--- TASKS AND EXERCISES ---
(a) In the King John passage, what nickname did John's father give him?
(b) List every item that the King John passage names as a target of John's ‘little ways.’
(c) From the King John passage, return the text between "What follows is" and "days and days.", inclusive.

King John’s Christmas gift…

King_John_from_De_Rege_JohannePrince John, youngest son of King Henry II and Eleanor of Aquitaine was born on or around Christmas Eve 1166 or 1167. The fact that the date of his birth is so poorly recorded reflects how unimportant he was in the great scheme of things at that time. Henry II had three other sons who had survived the perils of childhood – Young Henry, Geoffrey and Richard- John nicknamed ‘Lackland’ by his father could have little expected that he would one day become king.

 

What follows is not, by any stretch of the imagination, history. It’s a poem by A.A. Milne. However, what it does do is demonstrate the fact that popular culture is incredibly important when it comes to our perception of key historical figures.  The Victorians were not keen on John and it’s a viewpoint that has endured.  John has certainly had some bad press over the centuries. I’ve posted several accounts linked to King John and with the best will in the world he certainly did have ‘his little ways’ – with nephews, white satin, jewels, women and barons.  The fact remains though, given the behaviour of other medieval kings, that the old A level question is valid – was John a bad king or an unlucky one?

 

King John’s Christmas

King John was not a good man —

He had his little ways.

And sometimes no one spoke to him

For days and days and days.

And men who came across him,

When walking in the town,

Gave him a supercilious stare,

Or passed with noses in the air —

And bad King John stood dumbly there,

Blushing beneath his crown.

 

King John was not a good man,

And no good friends had he.

He stayed in every afternoon…

But no one came to tea.

And, round about December,

The cards upon his shelf

Which wished him lots of Christmas cheer,

And fortune in the coming year,

Were never from his near and dear,

But only from himself.

 

King John was not a good man,

Yet had his hopes and fears.

They’d given him no present now

For years and years and years.

But every year at Christmas,

While minstrels stood about,

Collecting tribute from the young

For all the songs they might have sung,

He stole away upstairs and hung

A hopeful stocking out.

 

King John was not a good man,

He lived his life aloof;

Alone he thought a message out

While climbing up the roof.

He wrote it down and propped it

Against the chimney stack:

“TO ALL AND SUNDRY – NEAR AND FAR

Christmas in particular.”

--- DATA EXCERPT ---
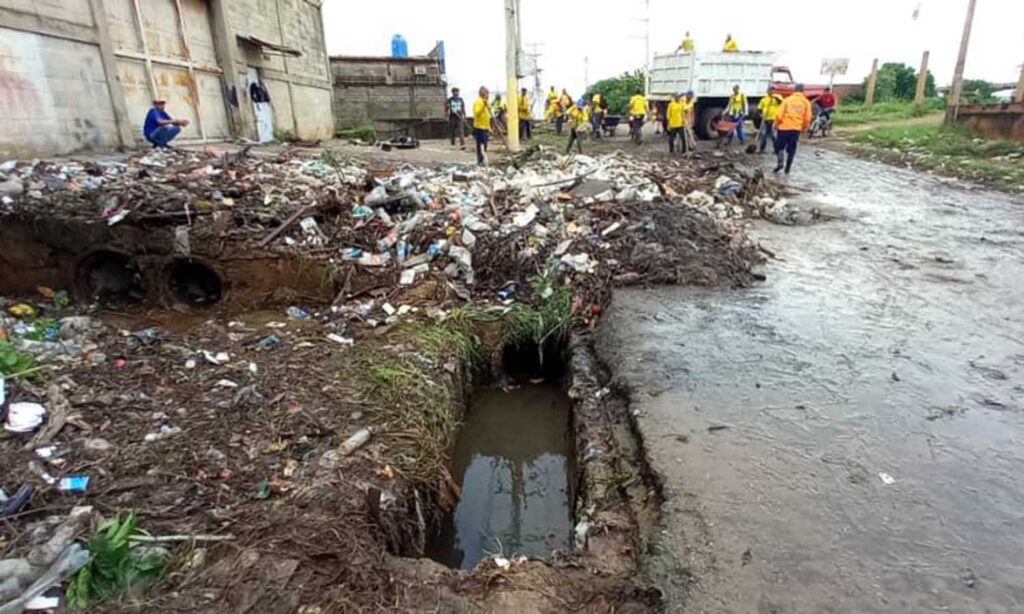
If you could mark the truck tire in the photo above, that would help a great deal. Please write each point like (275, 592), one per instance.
(706, 122)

--- RESULTS FOR EACH TASK ---
(a) ‘Lackland’

(b) nephews, white satin, jewels, women, barons

(c)
What follows is not, by any stretch of the imagination, history. It’s a poem by A.A. Milne. However, what it does do is demonstrate the fact that popular culture is incredibly important when it comes to our perception of key historical figures.  The Victorians were not keen on John and it’s a viewpoint that has endured.  John has certainly had some bad press over the centuries. I’ve posted several accounts linked to King John and with the best will in the world he certainly did have ‘his little ways’ – with nephews, white satin, jewels, women and barons.  The fact remains though, given the behaviour of other medieval kings, that the old A level question is valid – was John a bad king or an unlucky one?

 

King John’s Christmas

King John was not a good man —

He had his little ways.

And sometimes no one spoke to him

For days and days and days.